Object pointing dataset rows
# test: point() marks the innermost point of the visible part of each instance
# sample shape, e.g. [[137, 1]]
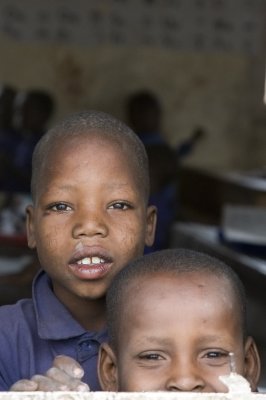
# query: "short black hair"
[[173, 261], [91, 123]]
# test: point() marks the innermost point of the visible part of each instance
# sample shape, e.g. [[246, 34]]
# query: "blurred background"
[[188, 76]]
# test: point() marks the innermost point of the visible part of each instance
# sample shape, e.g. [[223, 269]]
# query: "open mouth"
[[91, 261], [93, 266]]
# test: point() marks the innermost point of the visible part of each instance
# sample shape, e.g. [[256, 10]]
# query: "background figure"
[[144, 115], [7, 97], [8, 136], [26, 119], [33, 110]]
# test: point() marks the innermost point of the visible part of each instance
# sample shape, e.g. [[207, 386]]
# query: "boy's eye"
[[217, 357], [217, 354], [151, 356], [60, 207], [120, 205]]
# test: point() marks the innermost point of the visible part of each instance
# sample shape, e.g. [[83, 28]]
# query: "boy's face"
[[90, 217], [175, 334]]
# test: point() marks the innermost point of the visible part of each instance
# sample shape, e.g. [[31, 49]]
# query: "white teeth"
[[90, 260]]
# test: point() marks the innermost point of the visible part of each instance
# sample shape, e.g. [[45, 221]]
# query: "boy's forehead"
[[194, 282], [82, 146], [83, 142]]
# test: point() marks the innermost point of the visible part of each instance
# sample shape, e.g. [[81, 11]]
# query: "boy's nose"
[[89, 223], [184, 379]]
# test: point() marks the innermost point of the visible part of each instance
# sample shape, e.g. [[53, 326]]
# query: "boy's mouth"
[[90, 264], [91, 260]]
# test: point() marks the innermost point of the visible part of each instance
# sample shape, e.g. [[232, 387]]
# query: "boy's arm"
[[64, 375]]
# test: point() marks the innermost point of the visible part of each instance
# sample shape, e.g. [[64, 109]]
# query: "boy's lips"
[[90, 263]]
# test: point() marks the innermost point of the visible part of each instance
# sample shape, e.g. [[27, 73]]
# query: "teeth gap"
[[90, 260]]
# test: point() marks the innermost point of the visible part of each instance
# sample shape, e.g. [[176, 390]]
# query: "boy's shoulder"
[[16, 315]]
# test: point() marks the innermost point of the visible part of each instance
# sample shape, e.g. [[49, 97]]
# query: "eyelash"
[[151, 356], [57, 206], [217, 354]]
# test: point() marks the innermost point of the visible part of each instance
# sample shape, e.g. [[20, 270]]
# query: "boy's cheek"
[[30, 227], [151, 225]]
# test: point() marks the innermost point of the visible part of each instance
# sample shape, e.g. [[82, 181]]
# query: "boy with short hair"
[[89, 218], [173, 319]]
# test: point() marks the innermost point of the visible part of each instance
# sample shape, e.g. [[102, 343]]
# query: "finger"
[[24, 385], [64, 379], [46, 384], [70, 366]]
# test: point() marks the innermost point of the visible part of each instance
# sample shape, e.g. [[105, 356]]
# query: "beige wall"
[[219, 91]]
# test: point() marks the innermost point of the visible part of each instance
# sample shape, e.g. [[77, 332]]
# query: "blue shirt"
[[33, 331]]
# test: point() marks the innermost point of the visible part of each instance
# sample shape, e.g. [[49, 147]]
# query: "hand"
[[64, 375]]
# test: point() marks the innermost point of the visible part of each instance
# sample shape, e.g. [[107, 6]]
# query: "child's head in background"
[[89, 217]]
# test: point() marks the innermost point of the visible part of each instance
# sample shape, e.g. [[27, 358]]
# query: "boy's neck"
[[89, 313]]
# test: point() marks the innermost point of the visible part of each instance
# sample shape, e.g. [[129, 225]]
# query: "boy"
[[88, 219], [173, 317]]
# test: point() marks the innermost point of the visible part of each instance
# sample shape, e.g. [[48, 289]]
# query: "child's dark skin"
[[89, 219], [175, 334]]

Objective: Except for the pictures, reproduce every line exactly.

Response to the exercise:
# test: point() marks the innermost point of the visible part of each instance
# sample shape, e.g. [[137, 1]]
# query: "short black hair"
[[173, 261], [91, 123]]
# test: point() marks the innermost point of the visible part of each instance
# sample shape, e.g. [[246, 34]]
# query: "blurred background"
[[188, 76]]
# test: point() marks the innermost point of the visible part of each instance
# sample shape, e.g. [[223, 269]]
# query: "open mouth"
[[91, 261], [93, 266]]
# test: point() marks the innermost point of the visible part of each instance
# sample shape, e.g. [[256, 10]]
# query: "background figure"
[[144, 115], [7, 97], [8, 136], [26, 119], [33, 110]]
# test: point() marks the innermost point of the visible part of each instance
# sample shape, e.g. [[207, 386]]
# query: "boy's eye"
[[217, 357], [217, 354], [151, 356], [60, 207], [120, 205]]
# test: point() marks the innermost point of the visible part of each instance
# sample shape, e.g. [[83, 28]]
# query: "boy's face"
[[90, 217], [175, 334]]
# test: point() marks the innermost point of the visible part of each instance
# sample shape, e.g. [[31, 49]]
# query: "white teeth"
[[90, 260]]
# test: point() marks the innermost point of the visible part of each instance
# sample shape, e.g. [[45, 221]]
# query: "boy's forehead"
[[194, 282], [82, 146], [83, 142]]
# test: point() marks the innermost point of the visible part of each instance
# sample shape, e.g. [[81, 11]]
# query: "boy's nose"
[[89, 223], [184, 379]]
# test: point() marks the innermost point of the visible part of each instance
# sample shape, e.g. [[53, 326]]
# query: "boy's mouth"
[[90, 264], [91, 260]]
# test: point() marks the innermost point of the visible part of each instance
# sample shape, e.g. [[232, 387]]
# query: "boy's arm"
[[64, 375]]
# test: point() marks the innermost point of the visible part of each instance
# sample shape, e.g. [[64, 109]]
# query: "boy's lips"
[[90, 263]]
# test: point() marks the innermost point of the visible part of each instance
# sample shape, e.g. [[27, 73]]
# query: "teeth gap"
[[90, 260]]
# test: point() marks the innermost point of the visible part of each instance
# sample shape, e.g. [[176, 390]]
# query: "boy's shoulder"
[[16, 315]]
# test: point() marks the innermost point of the visible part of each instance
# sample shape, e.g. [[49, 97]]
# query: "eyelash"
[[151, 356], [57, 206], [217, 354]]
# test: point() marks the innermost point of the visible part of each instance
# sample shape, e.g. [[20, 270]]
# query: "boy's cheek"
[[30, 227], [151, 225]]
# test: point() marks the innermost point of the visible part of each instance
# sample shape, e.g. [[82, 181]]
# query: "boy with short hair"
[[89, 218], [173, 319]]
# test: point() marks the innermost point of the visible part of each instance
# sample shape, e.g. [[102, 343]]
# query: "finger"
[[24, 385], [64, 379], [46, 384], [70, 366]]
# test: point() marks the innermost point of the visible part of each instance
# sample shape, e.g. [[105, 356]]
# query: "beige wall"
[[219, 91]]
# test: point() marks the innermost point of the visible part of each instance
# sample shape, e.g. [[77, 332]]
# query: "blue shirt"
[[33, 331]]
# test: point() marks the innermost point of the visible part of each instance
# sample shape, e.g. [[49, 147]]
# query: "hand"
[[64, 375]]
# test: point() marks the innermost point of the visible part of each instance
# sample shape, e.g. [[107, 6]]
# query: "child's head in background"
[[89, 217]]
# test: point() marks the innermost point of the visible part of each instance
# sample shape, e.g. [[27, 358]]
# query: "boy's neck"
[[89, 313]]
# test: point() marks the innermost point of the visible part of each instance
# sample shape, e.g. [[129, 225]]
# query: "boy"
[[88, 219], [173, 317]]
# test: point() marks the innermost point of the visible part of each instance
# sample shape, e.g. [[48, 289]]
# query: "child's dark skin"
[[89, 219], [175, 334]]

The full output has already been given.